** REQUIRED TASK A **
Reproduce, word for word, the part of the transcript excerpt below that opens with the words containing "We’ve been working" and closes with "regulatory approval requirements.".

** DOCUMENT TEXT **

= = = = =

And as I am sure you’re all aware on February 14, US Airways and American announced a merger agreement. There were several objections filed to the CPA from various Labor Groups, there have been several questions raised by the unsecured creditors committee.

We’ve been working with American to respond to those concerns. We expect the agreement as it was initially negotiated will be modified to address those concerns, including the removal of six used aircraft. The motion to approve our revive CPA for 47 new E175s is now expected to be heard on March 12, and that’s about all the color I can give you at this point. Next, I would like to give you an update on our Frontier sales process. As our conversations are subject to non-disclosure agreements, we really can’t speak with any specificity on who is in the process.

But I can tell you that we are in discussions with a number of interested parties and we do expect to have a decision on the path forward in the next month or so. We would currently expect the transaction if one were to occur to be closed by the end of the second quarter subject to of course to any regulatory approval requirements.

Again, I am not speculating on whether or not we will receive any acceptable offers, I am just trying to provide some clarity on the timeline of the current process, which Barclays is running for us. And finally, last week I attended another federally mediated negotiating session with representatives of our pilots negotiating committee along side with Wayne and Tim and Ron Henson, our Vice President and Labor Relations, and Paul Kinstedt, our Vice President of Flight Operations. Tim opened the meeting with a detailed review of our 2012 financial results and our profitability in cash flow projections for each of the next five years under variety of different scenarios.

= = = = =

** MATERIAL SUPPLIED **
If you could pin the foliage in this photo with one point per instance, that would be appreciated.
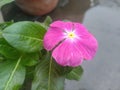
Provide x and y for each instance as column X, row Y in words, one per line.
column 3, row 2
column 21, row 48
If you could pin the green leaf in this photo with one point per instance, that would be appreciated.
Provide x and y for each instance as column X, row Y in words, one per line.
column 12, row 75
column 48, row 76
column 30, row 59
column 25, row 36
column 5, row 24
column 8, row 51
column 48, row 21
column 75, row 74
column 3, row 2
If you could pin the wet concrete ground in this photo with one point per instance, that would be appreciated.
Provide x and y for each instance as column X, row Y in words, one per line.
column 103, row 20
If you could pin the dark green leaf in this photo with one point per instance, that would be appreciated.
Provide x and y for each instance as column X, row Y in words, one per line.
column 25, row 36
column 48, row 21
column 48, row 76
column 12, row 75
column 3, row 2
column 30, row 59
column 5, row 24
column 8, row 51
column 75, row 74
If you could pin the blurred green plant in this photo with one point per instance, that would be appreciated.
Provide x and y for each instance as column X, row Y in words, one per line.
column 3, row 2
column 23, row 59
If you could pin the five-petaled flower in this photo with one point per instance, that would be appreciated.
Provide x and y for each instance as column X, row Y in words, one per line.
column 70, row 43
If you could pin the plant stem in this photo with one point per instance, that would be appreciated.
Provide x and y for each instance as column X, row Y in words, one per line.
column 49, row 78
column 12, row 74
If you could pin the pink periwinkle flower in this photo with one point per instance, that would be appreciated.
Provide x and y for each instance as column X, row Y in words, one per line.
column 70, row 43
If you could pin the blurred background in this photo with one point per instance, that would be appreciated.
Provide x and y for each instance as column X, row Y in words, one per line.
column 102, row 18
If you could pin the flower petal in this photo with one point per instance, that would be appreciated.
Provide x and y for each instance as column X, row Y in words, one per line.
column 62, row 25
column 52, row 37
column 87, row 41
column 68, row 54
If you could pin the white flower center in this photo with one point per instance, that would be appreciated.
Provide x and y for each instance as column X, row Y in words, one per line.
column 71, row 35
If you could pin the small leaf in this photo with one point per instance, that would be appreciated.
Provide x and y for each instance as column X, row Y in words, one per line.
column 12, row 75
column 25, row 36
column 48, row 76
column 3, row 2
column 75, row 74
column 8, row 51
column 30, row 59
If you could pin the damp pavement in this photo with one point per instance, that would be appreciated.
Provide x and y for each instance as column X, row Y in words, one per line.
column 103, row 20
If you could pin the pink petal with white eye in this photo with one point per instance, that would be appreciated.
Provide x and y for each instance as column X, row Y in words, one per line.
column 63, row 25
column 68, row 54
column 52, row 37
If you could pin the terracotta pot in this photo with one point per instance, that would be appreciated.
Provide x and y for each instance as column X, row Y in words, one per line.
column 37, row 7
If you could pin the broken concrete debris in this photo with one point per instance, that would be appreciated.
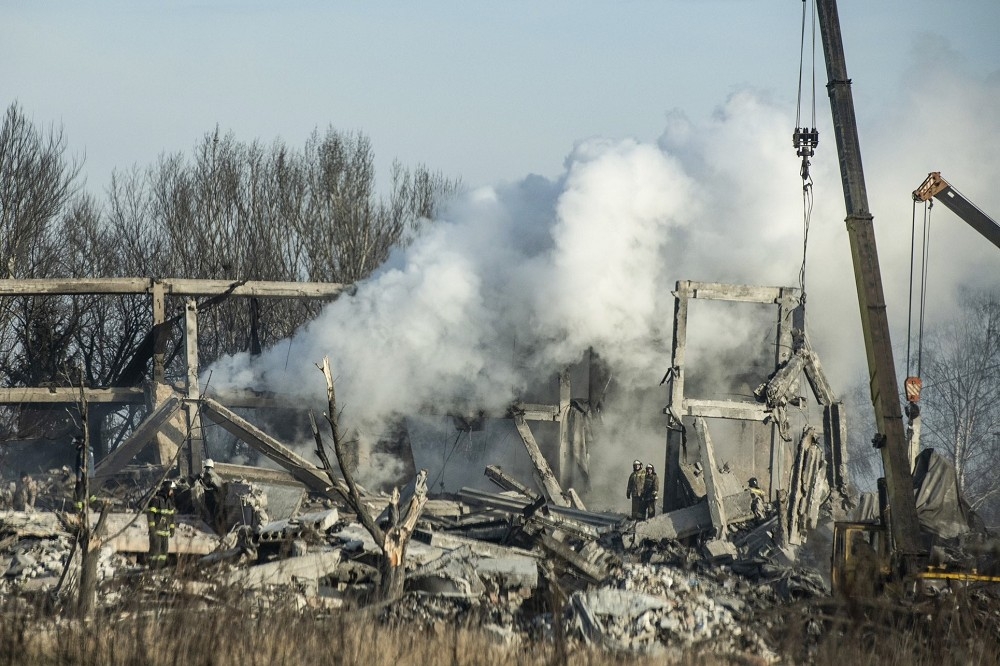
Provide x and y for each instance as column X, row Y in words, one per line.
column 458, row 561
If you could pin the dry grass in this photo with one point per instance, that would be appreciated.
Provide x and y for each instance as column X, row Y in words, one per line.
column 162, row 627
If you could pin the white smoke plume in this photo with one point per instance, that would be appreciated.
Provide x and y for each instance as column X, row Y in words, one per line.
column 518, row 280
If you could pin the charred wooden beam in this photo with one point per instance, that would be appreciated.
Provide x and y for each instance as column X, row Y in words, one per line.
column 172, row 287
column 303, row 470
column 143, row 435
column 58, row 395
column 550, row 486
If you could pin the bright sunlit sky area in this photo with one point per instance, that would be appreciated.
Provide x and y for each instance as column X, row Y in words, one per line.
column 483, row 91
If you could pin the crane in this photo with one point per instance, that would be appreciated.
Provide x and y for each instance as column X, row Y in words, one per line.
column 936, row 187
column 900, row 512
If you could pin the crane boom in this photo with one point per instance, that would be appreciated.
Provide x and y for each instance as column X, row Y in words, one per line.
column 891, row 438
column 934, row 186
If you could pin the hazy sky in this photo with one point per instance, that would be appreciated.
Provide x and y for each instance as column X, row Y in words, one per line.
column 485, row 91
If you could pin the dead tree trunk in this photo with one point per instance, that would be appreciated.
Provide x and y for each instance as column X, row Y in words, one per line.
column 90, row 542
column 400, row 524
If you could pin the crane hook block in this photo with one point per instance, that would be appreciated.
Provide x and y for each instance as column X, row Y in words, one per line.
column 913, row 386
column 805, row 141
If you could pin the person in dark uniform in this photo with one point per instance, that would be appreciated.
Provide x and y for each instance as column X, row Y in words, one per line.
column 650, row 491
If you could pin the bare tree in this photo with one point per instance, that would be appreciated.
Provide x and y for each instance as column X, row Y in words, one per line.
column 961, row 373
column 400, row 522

= = = = =

** REQUIRED TASK B **
Write out the part of the records above that runs from the start of the records through the line containing "column 21, row 48", both ends included, and leave the pictures out of your answer.

** EXERCISE OUTPUT A **
We’ve been working with American to respond to those concerns. We expect the agreement as it was initially negotiated will be modified to address those concerns, including the removal of six used aircraft. The motion to approve our revive CPA for 47 new E175s is now expected to be heard on March 12, and that’s about all the color I can give you at this point. Next, I would like to give you an update on our Frontier sales process. As our conversations are subject to non-disclosure agreements, we really can’t speak with any specificity on who is in the process.

But I can tell you that we are in discussions with a number of interested parties and we do expect to have a decision on the path forward in the next month or so. We would currently expect the transaction if one were to occur to be closed by the end of the second quarter subject to of course to any regulatory approval requirements.

** EXERCISE OUTPUT B **
If you could pin the foliage in this photo with one point per instance, that would be appreciated.
Provide x and y for each instance as column X, row Y in words, one per line.
column 3, row 2
column 21, row 48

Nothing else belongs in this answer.